EXERCISE DESCRIPTION: Decide whether each statement agrees with the NUMA text. (a) Reaching remote memory is slower because the interconnect is slower. (b) Local memory is faster to access than CPU caches. (c) A preempted thread may start running again on any node. For each, answer yes or no and quote the words of the text that decide it.

QUOTED PASSAGE:

+++

NUMA is an architectural design and a set of capabilities trying to address problems
such as:
- Data-intensive situations where processors are starving for data.
- Multi-processor architectures where processors non-optimally race for memory access.
- Architectures with large number of processors where physical distance to memory is a problem.
Nodes
NUMA architectures consist of an array of processors closely located to a memory.
Processors can also access the remote memory but the access is slower.
In NUMA, processors are grouped together with local memory. These groups
are called NUMA nodes. Almost all modern processors also contains a non-shared memory
structure, CPU caches. Access to the caches are the fastest, but shared memory is
required if data needs to be shared. In shared cases, access to the local memory
is the fastest.
Processors also have access to remote memory.
The difference is that accessing remote memory is slower
because the interconnect is slower.
NUMA architectures provide APIs for the users to set fine-tuned affinities. The
main way how this works is to allocate memory for a thread on its local node.
Then, make the thread running in the same node. This will allow the optimal
data access latency for memory.
Linux users might be familiar with sched_setaffinity(2)
which allows its users to
lock a thread on a specific processor. Think about NUMA APIs as a way to
lock a thread to a specific set of processors and memory. Even if the thread is preempted,
it will only start rerunning on a specific node where data locality is optimal.
NUMA in Linux
Linux has NUMA support for a while. NUMA supports provides
tools, syscalls and libraries.
numactl
allows to set affinities and gather information about
your existing system. To gather information about the NUMA nodes,
run:
$ numactl --hardware
You can set affinities of a process you are launching. The following
will set the CPU node affinity of the launching process
to node 0 and will only allocate from 0.

+++

RECORDED INFORMATION:
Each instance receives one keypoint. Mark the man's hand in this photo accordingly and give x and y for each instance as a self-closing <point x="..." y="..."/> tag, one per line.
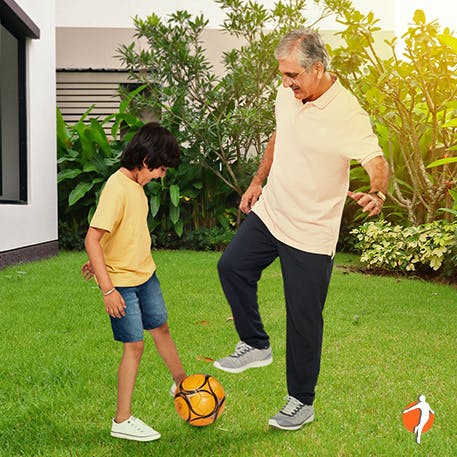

+++

EXERCISE ANSWER:
(a) Yes: "accessing remote memory is slower because the interconnect is slower"
(b) No: "Access to the caches are the fastest"
(c) No: "it will only start rerunning on a specific node where data locality is optimal"